Exercise requirements:
Transcribe the records exactly from the line with "Check that each instance of the red" to the end, both included.

####################

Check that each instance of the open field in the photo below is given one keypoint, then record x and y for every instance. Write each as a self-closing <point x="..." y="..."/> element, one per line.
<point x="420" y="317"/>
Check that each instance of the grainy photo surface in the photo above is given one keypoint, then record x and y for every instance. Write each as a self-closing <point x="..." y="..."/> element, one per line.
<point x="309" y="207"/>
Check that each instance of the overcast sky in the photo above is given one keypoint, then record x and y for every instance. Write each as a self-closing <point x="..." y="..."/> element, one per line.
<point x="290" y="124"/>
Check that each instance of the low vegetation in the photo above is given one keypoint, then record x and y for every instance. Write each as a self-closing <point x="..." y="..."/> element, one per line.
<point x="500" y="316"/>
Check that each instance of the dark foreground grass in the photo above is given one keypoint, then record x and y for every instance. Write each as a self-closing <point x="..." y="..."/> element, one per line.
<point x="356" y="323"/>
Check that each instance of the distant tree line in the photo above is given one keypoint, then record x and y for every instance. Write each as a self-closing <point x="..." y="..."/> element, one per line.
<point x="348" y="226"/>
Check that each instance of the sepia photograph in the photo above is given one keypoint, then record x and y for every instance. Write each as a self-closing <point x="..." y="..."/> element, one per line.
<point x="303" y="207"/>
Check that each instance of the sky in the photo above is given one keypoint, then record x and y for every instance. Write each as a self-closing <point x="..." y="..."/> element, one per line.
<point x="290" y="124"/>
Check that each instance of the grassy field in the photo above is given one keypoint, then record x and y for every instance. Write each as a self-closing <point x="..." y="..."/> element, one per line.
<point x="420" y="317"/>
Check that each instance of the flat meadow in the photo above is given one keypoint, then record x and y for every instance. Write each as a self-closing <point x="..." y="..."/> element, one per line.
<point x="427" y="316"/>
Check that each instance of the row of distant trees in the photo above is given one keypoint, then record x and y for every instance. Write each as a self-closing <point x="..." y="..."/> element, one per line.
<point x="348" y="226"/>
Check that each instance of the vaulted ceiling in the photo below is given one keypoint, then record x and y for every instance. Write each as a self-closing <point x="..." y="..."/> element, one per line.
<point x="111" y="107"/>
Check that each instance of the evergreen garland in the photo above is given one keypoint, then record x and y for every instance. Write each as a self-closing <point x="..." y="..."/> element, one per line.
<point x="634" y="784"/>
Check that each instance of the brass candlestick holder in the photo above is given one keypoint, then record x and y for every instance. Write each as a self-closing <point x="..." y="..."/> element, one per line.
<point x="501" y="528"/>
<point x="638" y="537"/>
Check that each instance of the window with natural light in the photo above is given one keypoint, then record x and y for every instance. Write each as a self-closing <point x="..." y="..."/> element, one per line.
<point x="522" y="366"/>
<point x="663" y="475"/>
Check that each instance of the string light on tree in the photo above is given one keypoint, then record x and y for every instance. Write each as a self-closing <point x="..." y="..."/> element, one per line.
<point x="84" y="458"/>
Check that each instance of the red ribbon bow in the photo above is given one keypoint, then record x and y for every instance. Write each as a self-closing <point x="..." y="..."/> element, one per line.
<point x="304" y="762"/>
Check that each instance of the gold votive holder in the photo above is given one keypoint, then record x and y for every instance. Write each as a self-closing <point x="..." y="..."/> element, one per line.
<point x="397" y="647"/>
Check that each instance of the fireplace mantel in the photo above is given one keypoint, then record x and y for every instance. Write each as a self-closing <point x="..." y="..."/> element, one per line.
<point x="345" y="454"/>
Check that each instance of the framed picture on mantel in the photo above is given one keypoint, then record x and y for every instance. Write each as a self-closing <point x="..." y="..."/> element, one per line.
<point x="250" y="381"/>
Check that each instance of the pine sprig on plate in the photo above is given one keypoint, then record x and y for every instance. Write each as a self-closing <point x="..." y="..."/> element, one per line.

####################

Finished exercise:
Check that each instance of the red ribbon bow in the photo above is given one keypoint, then record x and y for every instance. Write each as a self-closing <point x="..." y="..."/> element, one per line.
<point x="304" y="762"/>
Check that each instance of the gold votive holder in the photo above is given one keypoint, then record x and y for every instance. Write each as a self-closing <point x="..." y="..."/> element, one per line.
<point x="397" y="647"/>
Check that each instance of the fireplace mantel in the photo above is given one keypoint, then record x and y for every instance. Write each as a self-closing <point x="..." y="..."/> element, one per line.
<point x="345" y="454"/>
Check that each instance of the framed picture on mantel in the photo above is given one keypoint, then record x and y for every instance. Write each as a self-closing <point x="..." y="..."/> element, one per line.
<point x="250" y="381"/>
Check that each instance of the pine sprig on plate in the photo above is given one keypoint, then record x and y for every instance. Write each as a self-closing <point x="..." y="..."/> element, one per line.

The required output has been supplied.